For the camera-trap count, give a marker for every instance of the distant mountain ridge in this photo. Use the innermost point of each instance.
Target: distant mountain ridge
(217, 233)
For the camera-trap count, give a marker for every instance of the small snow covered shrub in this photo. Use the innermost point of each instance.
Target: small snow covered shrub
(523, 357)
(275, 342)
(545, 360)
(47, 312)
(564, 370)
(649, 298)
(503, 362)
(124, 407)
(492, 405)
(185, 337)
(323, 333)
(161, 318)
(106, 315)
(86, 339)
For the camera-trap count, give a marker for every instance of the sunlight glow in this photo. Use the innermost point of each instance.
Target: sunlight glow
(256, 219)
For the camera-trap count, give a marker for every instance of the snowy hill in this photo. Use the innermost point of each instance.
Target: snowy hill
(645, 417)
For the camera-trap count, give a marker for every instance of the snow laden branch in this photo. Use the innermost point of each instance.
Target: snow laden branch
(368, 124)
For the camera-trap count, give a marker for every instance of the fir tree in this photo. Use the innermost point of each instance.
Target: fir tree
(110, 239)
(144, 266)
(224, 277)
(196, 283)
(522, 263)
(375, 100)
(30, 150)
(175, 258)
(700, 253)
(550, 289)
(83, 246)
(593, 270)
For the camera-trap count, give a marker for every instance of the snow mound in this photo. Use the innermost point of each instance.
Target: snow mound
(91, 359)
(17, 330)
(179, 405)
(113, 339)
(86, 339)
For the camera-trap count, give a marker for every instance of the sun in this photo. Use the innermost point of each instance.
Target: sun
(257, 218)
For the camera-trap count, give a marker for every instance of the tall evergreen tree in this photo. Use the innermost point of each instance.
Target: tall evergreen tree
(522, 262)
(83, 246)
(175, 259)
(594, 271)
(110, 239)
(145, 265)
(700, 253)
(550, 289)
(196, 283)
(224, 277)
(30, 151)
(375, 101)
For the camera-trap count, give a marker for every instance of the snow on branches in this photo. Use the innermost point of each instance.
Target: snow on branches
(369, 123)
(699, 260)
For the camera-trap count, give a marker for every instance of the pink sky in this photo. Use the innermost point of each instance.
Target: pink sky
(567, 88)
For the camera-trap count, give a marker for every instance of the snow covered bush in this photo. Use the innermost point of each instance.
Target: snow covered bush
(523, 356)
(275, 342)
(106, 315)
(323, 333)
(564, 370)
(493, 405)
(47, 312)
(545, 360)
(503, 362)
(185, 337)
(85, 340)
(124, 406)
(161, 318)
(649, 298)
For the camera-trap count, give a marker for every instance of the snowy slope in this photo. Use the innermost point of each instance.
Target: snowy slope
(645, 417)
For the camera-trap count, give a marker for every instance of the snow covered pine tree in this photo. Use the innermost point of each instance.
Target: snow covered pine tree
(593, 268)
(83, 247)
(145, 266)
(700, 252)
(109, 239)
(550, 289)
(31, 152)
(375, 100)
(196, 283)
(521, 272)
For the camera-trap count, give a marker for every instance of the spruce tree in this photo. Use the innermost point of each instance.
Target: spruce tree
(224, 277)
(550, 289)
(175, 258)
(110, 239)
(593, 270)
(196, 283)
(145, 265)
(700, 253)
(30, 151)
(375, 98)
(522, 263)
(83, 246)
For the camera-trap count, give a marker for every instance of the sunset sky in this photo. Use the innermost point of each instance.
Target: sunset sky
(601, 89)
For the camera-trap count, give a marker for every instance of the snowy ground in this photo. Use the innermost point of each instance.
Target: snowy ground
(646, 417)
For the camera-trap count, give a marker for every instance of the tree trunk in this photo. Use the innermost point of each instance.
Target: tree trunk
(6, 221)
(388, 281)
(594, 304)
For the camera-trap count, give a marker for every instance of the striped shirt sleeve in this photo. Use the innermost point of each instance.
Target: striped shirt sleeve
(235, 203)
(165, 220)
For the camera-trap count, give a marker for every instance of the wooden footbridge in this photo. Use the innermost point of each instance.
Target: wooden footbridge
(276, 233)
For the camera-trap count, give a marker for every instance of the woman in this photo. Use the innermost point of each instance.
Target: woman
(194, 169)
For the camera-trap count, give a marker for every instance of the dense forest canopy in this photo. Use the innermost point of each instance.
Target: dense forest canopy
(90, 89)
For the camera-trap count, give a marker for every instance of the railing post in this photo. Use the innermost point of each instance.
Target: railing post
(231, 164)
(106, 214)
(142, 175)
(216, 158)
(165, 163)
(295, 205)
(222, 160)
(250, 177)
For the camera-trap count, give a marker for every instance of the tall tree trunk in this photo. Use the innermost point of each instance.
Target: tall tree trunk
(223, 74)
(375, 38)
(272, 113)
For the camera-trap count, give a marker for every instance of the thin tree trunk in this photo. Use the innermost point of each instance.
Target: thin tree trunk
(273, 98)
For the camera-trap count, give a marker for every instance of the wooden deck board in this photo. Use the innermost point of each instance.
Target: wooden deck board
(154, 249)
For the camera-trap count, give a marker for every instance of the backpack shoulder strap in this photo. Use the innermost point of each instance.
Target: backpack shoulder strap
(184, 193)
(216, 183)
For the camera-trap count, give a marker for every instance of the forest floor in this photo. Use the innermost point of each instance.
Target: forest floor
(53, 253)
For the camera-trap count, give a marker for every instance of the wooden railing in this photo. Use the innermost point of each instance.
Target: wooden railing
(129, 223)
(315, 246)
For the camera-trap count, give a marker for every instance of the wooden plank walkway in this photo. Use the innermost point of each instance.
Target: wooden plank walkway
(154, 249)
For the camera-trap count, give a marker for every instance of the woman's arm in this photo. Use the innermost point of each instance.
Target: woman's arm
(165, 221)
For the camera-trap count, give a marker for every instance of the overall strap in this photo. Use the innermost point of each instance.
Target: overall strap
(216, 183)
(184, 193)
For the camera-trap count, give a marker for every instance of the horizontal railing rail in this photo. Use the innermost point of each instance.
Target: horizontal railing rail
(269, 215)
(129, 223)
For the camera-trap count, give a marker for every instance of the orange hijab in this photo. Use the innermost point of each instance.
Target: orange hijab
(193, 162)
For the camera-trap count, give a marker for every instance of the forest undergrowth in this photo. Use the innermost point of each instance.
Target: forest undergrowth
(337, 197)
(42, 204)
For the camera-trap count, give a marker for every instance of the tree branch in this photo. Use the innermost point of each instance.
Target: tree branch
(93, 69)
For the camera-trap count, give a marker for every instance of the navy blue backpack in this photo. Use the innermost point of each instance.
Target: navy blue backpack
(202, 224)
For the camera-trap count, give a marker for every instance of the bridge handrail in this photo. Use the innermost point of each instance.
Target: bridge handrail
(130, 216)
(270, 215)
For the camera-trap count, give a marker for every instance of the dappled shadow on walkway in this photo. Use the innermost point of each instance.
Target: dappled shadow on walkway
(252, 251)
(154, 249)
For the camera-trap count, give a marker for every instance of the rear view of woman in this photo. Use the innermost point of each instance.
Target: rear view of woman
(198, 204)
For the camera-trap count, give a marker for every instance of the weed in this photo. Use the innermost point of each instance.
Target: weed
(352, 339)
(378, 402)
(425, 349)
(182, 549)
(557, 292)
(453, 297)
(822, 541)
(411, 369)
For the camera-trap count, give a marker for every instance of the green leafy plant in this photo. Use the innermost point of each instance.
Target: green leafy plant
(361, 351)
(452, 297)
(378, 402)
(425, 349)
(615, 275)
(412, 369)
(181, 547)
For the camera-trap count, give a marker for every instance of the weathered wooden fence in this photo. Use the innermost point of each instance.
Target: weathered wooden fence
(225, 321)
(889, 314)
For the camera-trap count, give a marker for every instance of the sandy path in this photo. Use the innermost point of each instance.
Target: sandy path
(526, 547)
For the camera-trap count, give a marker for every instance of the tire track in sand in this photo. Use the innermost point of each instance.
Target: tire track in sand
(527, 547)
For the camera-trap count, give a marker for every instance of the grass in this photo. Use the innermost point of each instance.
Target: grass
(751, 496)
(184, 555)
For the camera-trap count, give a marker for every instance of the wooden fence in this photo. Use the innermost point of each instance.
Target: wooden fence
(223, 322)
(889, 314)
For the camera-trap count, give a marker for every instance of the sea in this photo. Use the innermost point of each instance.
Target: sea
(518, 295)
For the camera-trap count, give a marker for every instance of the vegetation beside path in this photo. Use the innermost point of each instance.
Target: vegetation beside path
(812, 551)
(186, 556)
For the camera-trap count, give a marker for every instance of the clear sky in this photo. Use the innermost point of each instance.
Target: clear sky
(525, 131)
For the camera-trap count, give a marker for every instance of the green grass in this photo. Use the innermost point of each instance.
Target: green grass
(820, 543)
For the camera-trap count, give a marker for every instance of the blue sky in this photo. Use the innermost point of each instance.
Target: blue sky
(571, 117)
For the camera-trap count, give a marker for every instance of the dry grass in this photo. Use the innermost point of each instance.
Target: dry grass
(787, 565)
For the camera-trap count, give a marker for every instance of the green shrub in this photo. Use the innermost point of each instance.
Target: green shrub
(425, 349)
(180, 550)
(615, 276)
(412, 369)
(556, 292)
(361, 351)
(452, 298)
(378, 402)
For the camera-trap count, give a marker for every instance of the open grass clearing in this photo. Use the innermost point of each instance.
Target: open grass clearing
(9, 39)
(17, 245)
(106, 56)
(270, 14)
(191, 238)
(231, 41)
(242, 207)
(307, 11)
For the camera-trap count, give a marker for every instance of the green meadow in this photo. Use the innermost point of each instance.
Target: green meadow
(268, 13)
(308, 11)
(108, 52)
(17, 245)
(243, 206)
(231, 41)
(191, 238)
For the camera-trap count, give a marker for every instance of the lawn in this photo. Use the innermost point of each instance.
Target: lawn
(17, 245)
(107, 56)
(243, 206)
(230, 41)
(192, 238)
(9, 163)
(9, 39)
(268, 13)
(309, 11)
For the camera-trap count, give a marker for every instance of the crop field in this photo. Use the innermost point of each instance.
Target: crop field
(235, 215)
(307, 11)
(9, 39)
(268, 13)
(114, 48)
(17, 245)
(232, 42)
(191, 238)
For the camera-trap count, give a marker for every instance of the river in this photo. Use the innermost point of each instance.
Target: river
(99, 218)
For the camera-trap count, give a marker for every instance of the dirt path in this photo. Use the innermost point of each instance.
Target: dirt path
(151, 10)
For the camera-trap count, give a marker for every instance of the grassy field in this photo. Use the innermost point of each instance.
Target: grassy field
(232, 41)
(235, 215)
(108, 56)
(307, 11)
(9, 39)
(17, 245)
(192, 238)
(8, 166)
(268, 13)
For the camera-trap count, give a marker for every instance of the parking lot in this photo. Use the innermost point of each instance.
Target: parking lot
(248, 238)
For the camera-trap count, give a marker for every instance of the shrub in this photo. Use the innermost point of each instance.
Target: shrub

=== Aim ===
Your task is to return, exactly and on their own, the lines from the one containing "of the river" through the last line of the listing.

=== Solved exercise ===
For the camera-trap count, give a marker for every instance of the river in this photo. Use the innermost point of each instance.
Target: river
(99, 218)
For the camera-trap count, give a marker for every instance of the dirt path in this photo. Use the innermost point of each instance.
Target: dirt path
(151, 10)
For the camera-trap count, give a marker for every instance of the grassy field in this photo. Use the innermost point of each instance.
Target: grassy field
(232, 41)
(235, 215)
(108, 56)
(307, 11)
(9, 39)
(17, 245)
(192, 238)
(8, 166)
(268, 13)
For the camera-trap count, give a marker for every instance of the parking lot in this photo. Use the innermost point of each instance.
Target: parking lot
(248, 238)
For the camera-trap count, give a marker for every instance of the shrub in this photo. Use the innermost point of each instance.
Target: shrub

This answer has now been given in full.